AIM ▸
Show each line of the records that includes the word "target".

PROVIDED ENTRIES ▸
* * * * * * * * *

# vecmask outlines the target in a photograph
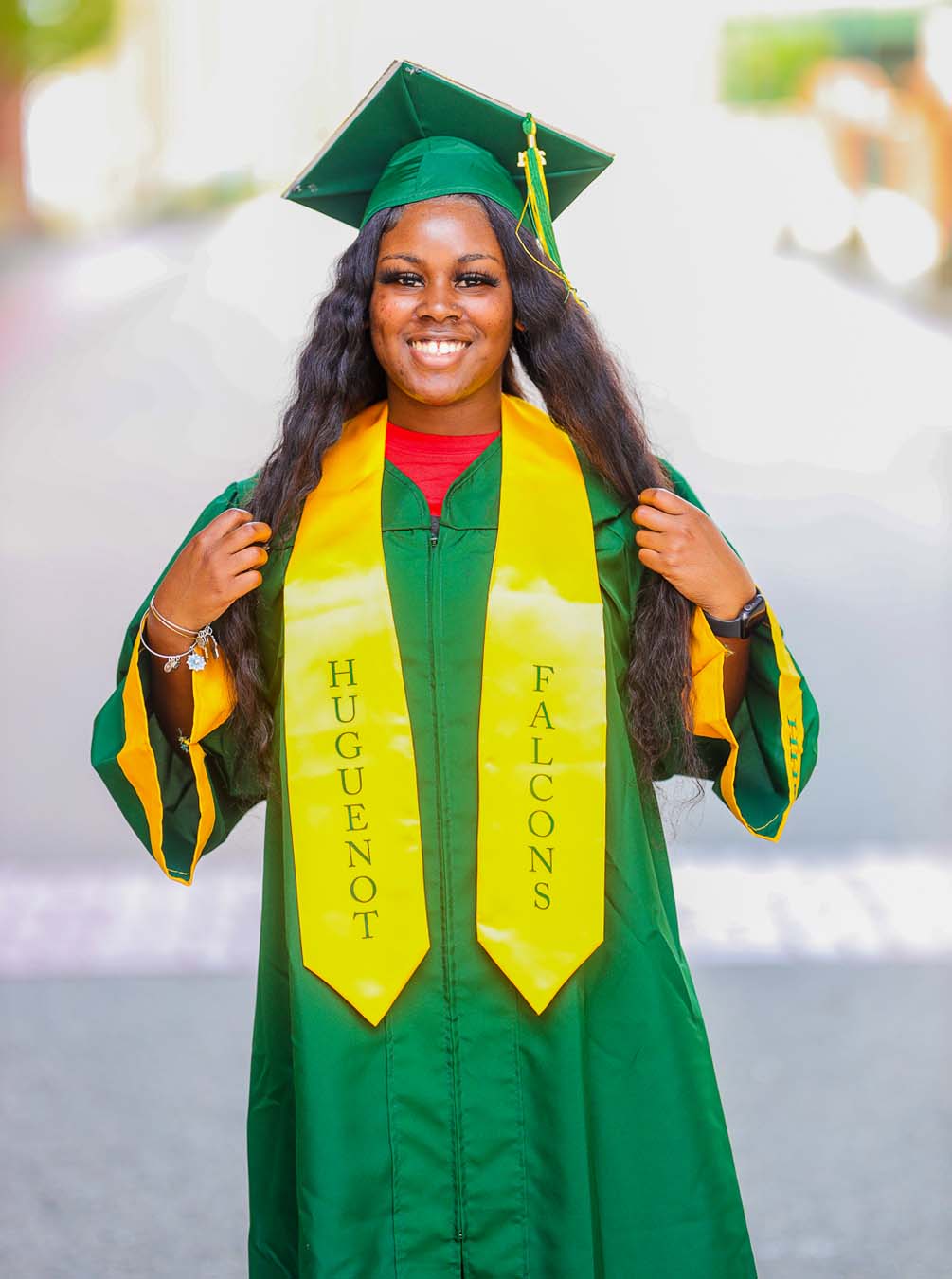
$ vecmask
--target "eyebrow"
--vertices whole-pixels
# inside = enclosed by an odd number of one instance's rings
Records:
[[[389,262],[390,258],[398,257],[403,262],[416,262],[417,266],[422,263],[422,258],[415,257],[412,253],[385,253],[380,261]],[[481,261],[499,262],[499,258],[493,253],[463,253],[462,257],[457,258],[457,262],[481,262]],[[502,262],[499,262],[502,266]]]

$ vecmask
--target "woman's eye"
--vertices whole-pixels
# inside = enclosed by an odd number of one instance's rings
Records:
[[[467,271],[466,275],[458,276],[457,284],[463,284],[467,289],[472,289],[480,284],[494,286],[499,284],[499,280],[494,275],[485,275],[482,271]]]
[[[420,276],[416,271],[385,271],[380,276],[381,284],[404,284],[413,285],[420,281]]]

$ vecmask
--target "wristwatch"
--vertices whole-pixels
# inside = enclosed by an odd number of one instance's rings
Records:
[[[751,600],[747,600],[736,618],[729,618],[727,620],[723,618],[713,618],[706,609],[701,609],[701,611],[708,619],[708,625],[715,636],[728,636],[732,640],[746,640],[751,631],[765,620],[766,600],[760,591],[758,591]]]

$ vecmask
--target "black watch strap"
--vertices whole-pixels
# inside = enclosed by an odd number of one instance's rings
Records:
[[[731,640],[746,640],[751,631],[756,629],[766,619],[766,600],[760,593],[747,600],[736,618],[713,618],[710,613],[702,610],[708,619],[708,625],[715,636],[724,636]]]

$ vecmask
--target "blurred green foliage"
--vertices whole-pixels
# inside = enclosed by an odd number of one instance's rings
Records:
[[[719,97],[772,102],[793,97],[825,58],[865,58],[887,74],[915,56],[919,13],[816,13],[800,18],[731,18],[720,28]]]
[[[26,81],[109,38],[115,0],[0,0],[0,74]]]

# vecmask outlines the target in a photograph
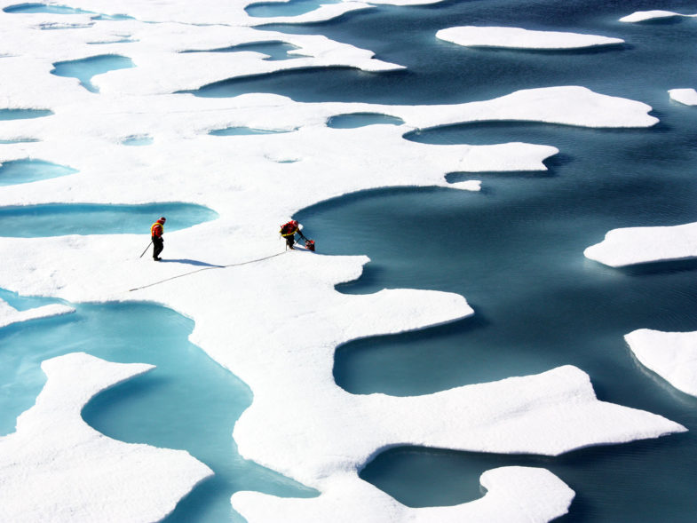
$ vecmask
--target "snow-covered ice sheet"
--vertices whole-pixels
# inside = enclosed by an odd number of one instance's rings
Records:
[[[0,329],[12,323],[20,323],[39,318],[51,318],[74,313],[75,309],[60,304],[44,305],[27,311],[18,311],[4,300],[0,299]]]
[[[697,106],[697,91],[694,89],[671,89],[668,92],[670,99],[685,106]]]
[[[607,233],[583,251],[586,258],[620,267],[697,258],[697,222],[658,227],[625,227]]]
[[[79,171],[4,186],[0,205],[186,202],[219,215],[188,229],[165,231],[166,263],[161,264],[138,258],[149,240],[147,229],[142,235],[95,230],[87,236],[0,237],[0,287],[72,301],[149,300],[192,318],[192,341],[254,393],[252,406],[235,426],[240,451],[321,491],[316,501],[298,502],[297,509],[294,505],[297,518],[322,515],[322,503],[339,496],[346,506],[363,503],[366,512],[380,521],[403,517],[448,520],[448,514],[459,513],[484,518],[494,511],[507,519],[511,507],[517,505],[528,507],[535,520],[548,520],[566,511],[572,495],[543,471],[508,467],[489,471],[482,479],[489,489],[483,501],[442,511],[405,511],[377,489],[362,485],[356,472],[376,453],[403,443],[556,455],[684,430],[661,416],[598,401],[587,375],[571,367],[416,398],[356,396],[337,387],[332,367],[339,345],[457,321],[473,311],[463,297],[452,293],[384,289],[364,296],[340,294],[335,286],[358,278],[368,258],[284,252],[276,234],[281,223],[300,209],[360,190],[402,186],[476,190],[476,180],[450,185],[444,177],[453,171],[544,170],[543,162],[558,152],[523,143],[432,146],[404,139],[404,134],[416,129],[486,121],[650,127],[657,119],[646,104],[578,86],[531,89],[448,106],[299,103],[273,94],[230,99],[174,94],[288,68],[340,66],[379,74],[401,67],[376,59],[368,50],[322,36],[260,31],[252,26],[265,20],[248,16],[244,7],[249,4],[65,3],[135,19],[118,22],[85,13],[0,12],[0,55],[5,57],[0,59],[0,108],[53,112],[41,119],[0,121],[0,139],[38,140],[4,144],[0,162],[42,158]],[[352,5],[329,6],[321,16],[359,6]],[[0,2],[0,7],[10,4]],[[319,15],[302,16],[293,18],[300,21]],[[56,24],[81,28],[42,28]],[[235,52],[232,59],[226,53],[181,52],[268,41],[297,46],[298,57],[267,61],[252,52]],[[50,74],[57,61],[103,54],[130,58],[135,67],[94,76],[99,94],[88,92],[76,79]],[[366,112],[396,116],[404,124],[359,129],[326,125],[331,116]],[[228,127],[289,132],[209,134]],[[123,140],[133,136],[151,137],[152,143],[124,147]],[[202,268],[202,264],[240,265]],[[131,289],[138,290],[129,292]],[[296,332],[311,335],[291,335]],[[12,498],[9,508],[3,508],[41,513],[44,502],[65,497],[79,510],[91,511],[81,504],[84,500],[61,488],[70,481],[83,481],[99,499],[112,487],[94,475],[108,470],[120,488],[132,487],[134,496],[148,493],[148,499],[113,498],[105,514],[132,510],[129,520],[162,518],[210,471],[186,453],[115,442],[79,419],[80,407],[93,393],[145,371],[147,366],[115,366],[84,355],[65,358],[44,363],[49,383],[37,406],[20,418],[18,432],[0,442],[0,459],[10,460],[0,469],[8,486],[3,490],[12,495],[27,472],[36,478],[36,487],[51,496],[25,497],[22,506]],[[80,379],[68,379],[65,373],[88,368],[94,381],[80,383],[73,391],[79,397],[67,405],[65,385]],[[44,424],[55,424],[51,427],[59,439],[45,437]],[[35,437],[40,428],[42,433]],[[69,452],[78,438],[93,445],[95,455],[89,454],[83,466],[71,468]],[[15,453],[20,445],[26,455]],[[68,454],[58,455],[68,461],[42,475],[48,466],[46,456],[57,456],[57,445],[68,448]],[[147,476],[130,462],[115,464],[139,453],[156,460],[147,462],[153,474],[162,471],[158,467],[180,466],[183,471],[172,479]],[[181,482],[175,485],[175,480]],[[150,490],[141,485],[146,481]],[[59,485],[54,487],[52,482]],[[543,487],[531,492],[535,485]],[[532,495],[535,503],[529,503]],[[245,494],[235,496],[236,505],[238,500],[250,522],[269,520],[256,512],[266,510],[259,505],[291,503]]]
[[[116,441],[83,421],[99,392],[152,368],[84,353],[46,360],[36,404],[0,438],[0,519],[155,521],[210,476],[183,450]]]
[[[533,31],[522,28],[461,26],[441,29],[436,37],[467,47],[508,47],[513,49],[584,49],[623,44],[622,38],[562,33]]]
[[[637,11],[631,14],[628,14],[627,16],[621,18],[620,21],[627,23],[637,23],[675,17],[693,18],[697,17],[697,14],[680,14],[679,12],[674,12],[672,11],[654,9],[652,11]]]
[[[639,329],[624,339],[642,365],[675,388],[697,396],[697,332]]]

* * * * * * * * *

ANSWER IN FULL ▸
# vecmask outlines the target in a photograph
--target "eyebrow"
--target "woman's eye"
--target "wristwatch"
--target "black watch strap"
--target "blurred green foliage"
# vecmask outlines the target in a photograph
--target "snow-covered ice sheet"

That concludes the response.